● **Document section**:
FOR many local anglers this month is usually the curtain call until Spring.
The prime targets are bass and soon the ‘bass season’ will soon be over until August or September for those who choose to let the fish spawn in peace. For those who are about to exit stage left, don’t bow out just yet. I’ve got a good feeling about this month.
This is a favourite time for many bass anglers, with plenty of fat, savage fish about. Punishment is sometimes swift, with anglers who have tied poor knots or who have not looked after their equipment paying the price. There should be plenty of bigger fish on the move this month as the spawning period is not too far away.
According to my records over the past few years, April seems to be great for heavy hitters as the larger fish make their travel arrangements for the big swim downstream. High on their agenda is dining out, and this is where and a new surge of raw aggression helps the fish to build up reserves for the trying times ahead.
Judging by the calls and emails I’ve received, there have been plenty of excited anglers catching and releasing some great bass over the magic 40cm mark, with most falling to surface lure.
Curtis Parker from Penrith has set the bar in the big bass stakes. How does a 51cm model from around North Richmond sound? Caught on a jointed black Jitterbug, this bass was followed by another of around 41cm soon after.
Devlins, along the Castlereagh in the mid reaches of the Nepean, has been doing well, with Heddon Torpedoes and River 2 Sea Buggis the best of the surface lures. The black Buggis are sensational and are one of those lures that if you lose one, you simply go out and buy two more. If you don’t have black Buggis in your tackle box, go and get some. The last one I lost, I was fishing from my kayak when I caught a large bass that took considerable line and put me in a spin – literally. I got dizzy with all the spinning my little kayak and I did.
Black Arbogast Hula Poppers are another favourite of mine and have taken some great fish. With a scalloped face, this lure can be made to bloop or just create large ripples that have often proved too tempting to Mr Bass.
Dave Horvat’s experience recently might be a timely reminder if you’re not doing so well on the water. On a stretch of the Nepean, Dave was unsuccessfully working the weed beds casting small poppers into clear pockets the size of a dinner plate. He then clipped on a large jointed Jitterbug and started catching fish straight away.
He said the jointed Jitterbugs were being mauled by bass in good numbers. It seems a shift to larger surface lures offering more movement was the key to Dave’s success. If things are a bit slow, think about how you might turn the fish on. It often doesn’t take much.
Betts Spins continue to be all the rage at the moment and should still to be a great choice this month, especially on 1/16oz jig heads. Sliders in pumpkinseed and motor oil have been the choice tails.

● **Material supplied**:
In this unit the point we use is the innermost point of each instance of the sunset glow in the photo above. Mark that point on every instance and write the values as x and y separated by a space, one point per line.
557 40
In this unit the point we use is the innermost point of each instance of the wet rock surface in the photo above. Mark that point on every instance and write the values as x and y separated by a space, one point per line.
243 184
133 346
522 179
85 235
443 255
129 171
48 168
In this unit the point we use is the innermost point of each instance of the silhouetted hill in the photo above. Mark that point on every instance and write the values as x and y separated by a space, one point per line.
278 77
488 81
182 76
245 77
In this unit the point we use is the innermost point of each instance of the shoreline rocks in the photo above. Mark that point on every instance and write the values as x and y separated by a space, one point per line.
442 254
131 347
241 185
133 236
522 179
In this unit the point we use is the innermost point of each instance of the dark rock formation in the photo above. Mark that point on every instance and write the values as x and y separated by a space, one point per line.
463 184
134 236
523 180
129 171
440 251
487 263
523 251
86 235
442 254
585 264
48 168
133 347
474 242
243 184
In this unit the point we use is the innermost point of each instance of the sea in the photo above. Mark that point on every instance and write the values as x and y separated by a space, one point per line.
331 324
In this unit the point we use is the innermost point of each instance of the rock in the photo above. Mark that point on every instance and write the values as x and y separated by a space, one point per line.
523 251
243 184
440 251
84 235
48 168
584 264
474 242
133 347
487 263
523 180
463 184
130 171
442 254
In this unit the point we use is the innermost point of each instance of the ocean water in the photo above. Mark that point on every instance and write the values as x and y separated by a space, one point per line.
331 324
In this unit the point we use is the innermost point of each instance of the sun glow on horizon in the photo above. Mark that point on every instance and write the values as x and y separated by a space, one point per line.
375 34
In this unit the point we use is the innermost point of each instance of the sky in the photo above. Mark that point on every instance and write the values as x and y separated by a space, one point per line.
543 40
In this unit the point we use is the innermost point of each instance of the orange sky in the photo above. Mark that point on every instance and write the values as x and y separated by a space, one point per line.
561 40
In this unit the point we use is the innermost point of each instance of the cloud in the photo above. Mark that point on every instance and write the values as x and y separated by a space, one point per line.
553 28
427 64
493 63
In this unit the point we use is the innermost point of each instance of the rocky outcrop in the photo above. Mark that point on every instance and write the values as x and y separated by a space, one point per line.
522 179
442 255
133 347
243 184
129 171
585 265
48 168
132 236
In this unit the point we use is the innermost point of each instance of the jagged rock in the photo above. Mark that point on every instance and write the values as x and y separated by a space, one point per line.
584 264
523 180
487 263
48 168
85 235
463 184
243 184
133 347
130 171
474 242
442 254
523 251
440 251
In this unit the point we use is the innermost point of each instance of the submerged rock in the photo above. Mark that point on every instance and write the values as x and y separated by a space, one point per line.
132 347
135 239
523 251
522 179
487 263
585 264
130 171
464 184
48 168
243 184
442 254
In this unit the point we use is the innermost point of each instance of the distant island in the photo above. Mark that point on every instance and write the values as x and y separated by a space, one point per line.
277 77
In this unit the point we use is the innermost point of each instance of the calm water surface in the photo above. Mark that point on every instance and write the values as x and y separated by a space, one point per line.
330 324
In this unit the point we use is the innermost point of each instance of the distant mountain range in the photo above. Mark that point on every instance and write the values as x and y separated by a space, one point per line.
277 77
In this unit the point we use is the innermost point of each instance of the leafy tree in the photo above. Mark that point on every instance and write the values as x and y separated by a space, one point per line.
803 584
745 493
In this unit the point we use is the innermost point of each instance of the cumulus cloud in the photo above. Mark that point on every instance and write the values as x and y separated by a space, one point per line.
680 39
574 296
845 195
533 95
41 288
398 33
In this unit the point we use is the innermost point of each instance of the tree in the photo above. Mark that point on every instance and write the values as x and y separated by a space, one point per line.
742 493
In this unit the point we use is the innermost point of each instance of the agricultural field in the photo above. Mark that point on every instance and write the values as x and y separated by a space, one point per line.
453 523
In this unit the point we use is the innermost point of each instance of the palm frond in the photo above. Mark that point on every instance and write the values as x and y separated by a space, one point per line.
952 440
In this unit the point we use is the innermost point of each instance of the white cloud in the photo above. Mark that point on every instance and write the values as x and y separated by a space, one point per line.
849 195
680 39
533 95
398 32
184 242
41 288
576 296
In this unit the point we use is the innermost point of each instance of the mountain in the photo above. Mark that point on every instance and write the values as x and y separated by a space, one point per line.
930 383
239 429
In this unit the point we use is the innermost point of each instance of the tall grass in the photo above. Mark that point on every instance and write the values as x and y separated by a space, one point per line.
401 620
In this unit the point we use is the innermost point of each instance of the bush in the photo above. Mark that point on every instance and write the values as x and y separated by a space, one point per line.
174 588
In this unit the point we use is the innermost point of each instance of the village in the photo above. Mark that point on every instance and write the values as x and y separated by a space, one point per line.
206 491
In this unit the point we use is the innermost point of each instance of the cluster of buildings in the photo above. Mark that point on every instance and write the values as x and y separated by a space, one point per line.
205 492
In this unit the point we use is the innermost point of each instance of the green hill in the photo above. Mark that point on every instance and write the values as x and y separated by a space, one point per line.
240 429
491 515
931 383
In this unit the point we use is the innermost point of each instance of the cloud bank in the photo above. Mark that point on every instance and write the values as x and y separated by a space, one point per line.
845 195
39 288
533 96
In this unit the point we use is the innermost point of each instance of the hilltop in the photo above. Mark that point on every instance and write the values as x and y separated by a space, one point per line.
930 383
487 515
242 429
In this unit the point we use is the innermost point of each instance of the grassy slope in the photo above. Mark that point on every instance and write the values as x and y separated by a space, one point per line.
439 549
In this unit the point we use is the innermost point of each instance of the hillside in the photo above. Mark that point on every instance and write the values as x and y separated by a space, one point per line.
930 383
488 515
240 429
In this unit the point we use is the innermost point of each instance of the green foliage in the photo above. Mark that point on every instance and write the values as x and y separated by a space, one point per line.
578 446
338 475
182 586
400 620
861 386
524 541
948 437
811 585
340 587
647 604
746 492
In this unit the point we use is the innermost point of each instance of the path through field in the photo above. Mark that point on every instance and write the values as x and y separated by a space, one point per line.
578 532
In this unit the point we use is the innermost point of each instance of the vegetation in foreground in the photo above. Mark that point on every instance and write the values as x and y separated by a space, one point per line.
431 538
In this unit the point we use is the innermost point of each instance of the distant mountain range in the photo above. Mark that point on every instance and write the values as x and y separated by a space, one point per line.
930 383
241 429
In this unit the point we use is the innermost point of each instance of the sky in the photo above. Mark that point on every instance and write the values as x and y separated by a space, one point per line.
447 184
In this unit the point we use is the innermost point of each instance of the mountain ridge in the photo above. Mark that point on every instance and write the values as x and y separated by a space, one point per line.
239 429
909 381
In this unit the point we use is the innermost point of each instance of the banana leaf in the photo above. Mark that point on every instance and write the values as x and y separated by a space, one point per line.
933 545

● **Stated problem 1**:
List each lure in the bass-fishing column that appears with its maker's name attached.
● **Stated problem 2**:
Pick up the bass-fishing column after its final sentence and keep it going.

● **Final answer 1**:
- Heddon Torpedoes
- River 2 Sea Buggis
- Arbogast Hula Poppers
- Betts Spins

● **Final answer 2**:
I’ve just got hold of some bullet-shaped, hard foam Carolina Floaters to float plastics over weeds. They can also keep plastics off the bottom when rigged correctly, or made to pop on the surface if you decide. I’ll let you know how they go, but I’m confident they’ll work well.
Introduced by the Western District Acclimatisation Society in 1876, carp have been responsible for a number of environmental problems, largely due to how these fish feed. With carp stirring up the bottom as they feed, silt is deposited on the bottom which makes it difficult for sunlight to stimulate plant growth and the murk also settles on other fish eggs. Carp can also suck up the eggs of other species, which is a worry for native freshwater fish.
Females from three years old can produce over a million eggs and juvenile carp can begin life 36 hours after the female has spawned. Spawning is usually in spring with an occasional second spawn in late Summer. With that in mind, show these pests no mercy if you catch them – do the humane thing and give them a tap on the head. Look at the picture on this page of Curtis Parker’s monster carp and think of the potential damage one like this can cause. Show no mercy!
Down at the Nepean about two years ago, I hooked up to a solid bass on fly near some young guys who were swimming. They watched as I steered the fish away from the snags, their voices carrying over the water: “I hope he’s going to let it go!” “Yeah me too!”
As I removed the hook from the fish, I felt six sets of eyes bearing down on me. Slipping the fish back into the water, I got the thumbs up from my shore-bound fans and a ‘Good onya, mate!’. I felt good that these young guys approved of my actions, but even better that they respected the catch-and-release ethic that most anglers live by these days.
While there’s no problem with catching a few fish for a feed, senseless killing of fish is for those with very little electrical activity within the skull. Sadly, reports have been circulating of a few anglers catching mullet and letting them rot on the banks of the Nepean at Penrith. While they aren’t a true representation of the majority of anglers, the sick gratification a few get from senselessly killing fish is beyond belief.
There are some groups within the community who actively lobby for the banning of fishing and are only too eager to recruit members to their cause. Whether we get an A+ from spectators or an F, the score we’re given for our performance reflects for better or worse on anglers everywhere.
If you’ve got any news or pics, email me or phone 0418 297353. If there’s some other information that you would like to see included, drop me a line as well.
Curtis Parker managed this fantastic 51cm bass on a jointed black Jitterbug near North Richmond and caught another good fish soon after.
Curtis Parker busted this carp, which easily bottomed out his 5kg scales. Caught at Emu Heights on corn, the fish took half an hour to bring in and will never breed again.
Dave Horvat took this small fish on a surface lure in water new to him.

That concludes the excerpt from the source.